Copy the lines word for word, from the line containing "Pop quiz! Can you mark the oar" through the line containing "[253,345,276,373]", with both of those lines included.
== RECORDS SHOWN ==
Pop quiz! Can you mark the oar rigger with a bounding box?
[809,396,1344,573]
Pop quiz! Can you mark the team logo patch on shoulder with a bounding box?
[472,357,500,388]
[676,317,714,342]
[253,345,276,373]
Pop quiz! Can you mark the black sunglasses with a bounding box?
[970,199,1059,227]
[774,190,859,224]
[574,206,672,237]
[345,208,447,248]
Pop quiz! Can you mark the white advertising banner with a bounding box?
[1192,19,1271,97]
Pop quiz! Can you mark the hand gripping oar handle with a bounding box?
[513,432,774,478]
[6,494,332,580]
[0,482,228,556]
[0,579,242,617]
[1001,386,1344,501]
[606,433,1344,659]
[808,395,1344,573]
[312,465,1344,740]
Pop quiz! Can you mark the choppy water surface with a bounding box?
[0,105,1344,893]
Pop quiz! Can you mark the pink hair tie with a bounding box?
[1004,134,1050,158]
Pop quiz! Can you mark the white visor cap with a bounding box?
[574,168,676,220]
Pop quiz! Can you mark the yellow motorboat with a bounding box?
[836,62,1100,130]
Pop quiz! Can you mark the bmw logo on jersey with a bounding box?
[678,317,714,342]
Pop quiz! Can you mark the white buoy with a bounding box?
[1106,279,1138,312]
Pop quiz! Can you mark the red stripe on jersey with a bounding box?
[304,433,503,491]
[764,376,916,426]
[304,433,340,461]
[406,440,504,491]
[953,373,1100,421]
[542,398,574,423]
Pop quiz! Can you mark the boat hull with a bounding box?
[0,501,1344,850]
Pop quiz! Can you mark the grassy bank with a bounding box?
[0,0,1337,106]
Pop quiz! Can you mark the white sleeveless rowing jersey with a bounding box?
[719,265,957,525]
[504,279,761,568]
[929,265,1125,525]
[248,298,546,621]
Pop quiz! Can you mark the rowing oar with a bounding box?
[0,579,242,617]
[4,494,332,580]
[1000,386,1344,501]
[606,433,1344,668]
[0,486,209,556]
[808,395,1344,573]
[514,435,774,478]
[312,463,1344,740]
===
== RECORDS SHOWN ==
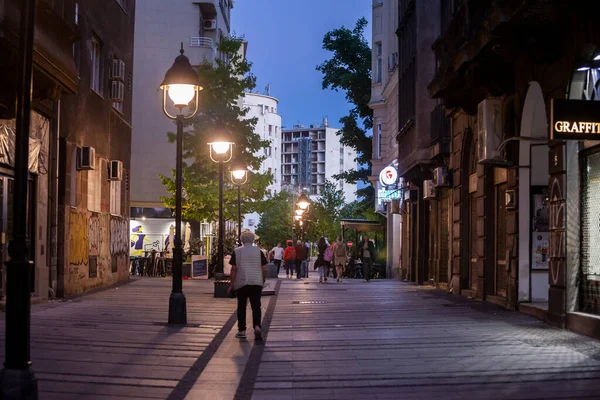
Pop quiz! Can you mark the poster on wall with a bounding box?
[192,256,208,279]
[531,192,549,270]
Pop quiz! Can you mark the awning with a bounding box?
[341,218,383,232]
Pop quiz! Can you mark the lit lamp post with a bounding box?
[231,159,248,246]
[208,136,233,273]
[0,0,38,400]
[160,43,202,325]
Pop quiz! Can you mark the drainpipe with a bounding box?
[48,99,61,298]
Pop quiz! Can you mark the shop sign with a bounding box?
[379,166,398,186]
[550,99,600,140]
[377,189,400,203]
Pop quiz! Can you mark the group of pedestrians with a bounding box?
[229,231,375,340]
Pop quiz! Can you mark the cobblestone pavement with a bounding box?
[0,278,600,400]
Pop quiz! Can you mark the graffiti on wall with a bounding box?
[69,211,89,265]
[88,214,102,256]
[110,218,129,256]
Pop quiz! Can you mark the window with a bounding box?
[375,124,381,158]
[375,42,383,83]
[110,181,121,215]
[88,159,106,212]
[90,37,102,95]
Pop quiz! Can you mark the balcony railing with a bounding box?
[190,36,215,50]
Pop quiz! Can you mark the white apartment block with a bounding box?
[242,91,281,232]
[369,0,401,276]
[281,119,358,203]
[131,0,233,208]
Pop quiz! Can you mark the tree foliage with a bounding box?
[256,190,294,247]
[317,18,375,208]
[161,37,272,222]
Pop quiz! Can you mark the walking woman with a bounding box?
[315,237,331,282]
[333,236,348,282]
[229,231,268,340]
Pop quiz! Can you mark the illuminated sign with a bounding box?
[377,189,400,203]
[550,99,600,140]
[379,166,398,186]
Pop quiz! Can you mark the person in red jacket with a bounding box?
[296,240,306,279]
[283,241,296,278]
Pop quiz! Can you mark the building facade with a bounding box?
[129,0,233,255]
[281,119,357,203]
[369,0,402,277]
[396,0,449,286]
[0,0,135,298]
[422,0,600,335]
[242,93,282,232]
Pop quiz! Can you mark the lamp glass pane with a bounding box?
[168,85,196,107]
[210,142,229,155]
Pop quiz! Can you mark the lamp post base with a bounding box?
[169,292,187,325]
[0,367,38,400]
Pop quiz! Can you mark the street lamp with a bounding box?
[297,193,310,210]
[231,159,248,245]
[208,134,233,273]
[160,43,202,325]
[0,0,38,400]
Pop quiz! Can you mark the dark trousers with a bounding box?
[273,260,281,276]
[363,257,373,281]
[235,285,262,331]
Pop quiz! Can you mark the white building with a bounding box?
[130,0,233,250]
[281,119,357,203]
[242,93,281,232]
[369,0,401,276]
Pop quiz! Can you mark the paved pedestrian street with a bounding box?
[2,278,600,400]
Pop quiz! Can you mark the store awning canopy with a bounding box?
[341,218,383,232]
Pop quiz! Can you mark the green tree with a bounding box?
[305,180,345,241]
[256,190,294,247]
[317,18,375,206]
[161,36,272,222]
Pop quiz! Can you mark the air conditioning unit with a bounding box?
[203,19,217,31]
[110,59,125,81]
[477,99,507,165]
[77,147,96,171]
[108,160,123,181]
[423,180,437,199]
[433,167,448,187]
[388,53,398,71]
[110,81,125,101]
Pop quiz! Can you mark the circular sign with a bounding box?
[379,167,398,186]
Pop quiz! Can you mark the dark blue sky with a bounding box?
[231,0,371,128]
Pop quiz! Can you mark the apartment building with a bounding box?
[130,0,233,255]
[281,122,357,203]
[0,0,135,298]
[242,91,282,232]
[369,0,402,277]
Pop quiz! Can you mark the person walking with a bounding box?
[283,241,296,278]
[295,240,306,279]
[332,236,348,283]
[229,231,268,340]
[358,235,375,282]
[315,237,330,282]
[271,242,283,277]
===
FINISHED TASK:
Pop quiz! Can you mark the oar rigger with a bounding box?
[809,396,1344,573]
Pop quiz! Can you mark the team logo patch on shoulder with a bounding box?
[472,357,500,388]
[676,317,714,342]
[253,345,276,373]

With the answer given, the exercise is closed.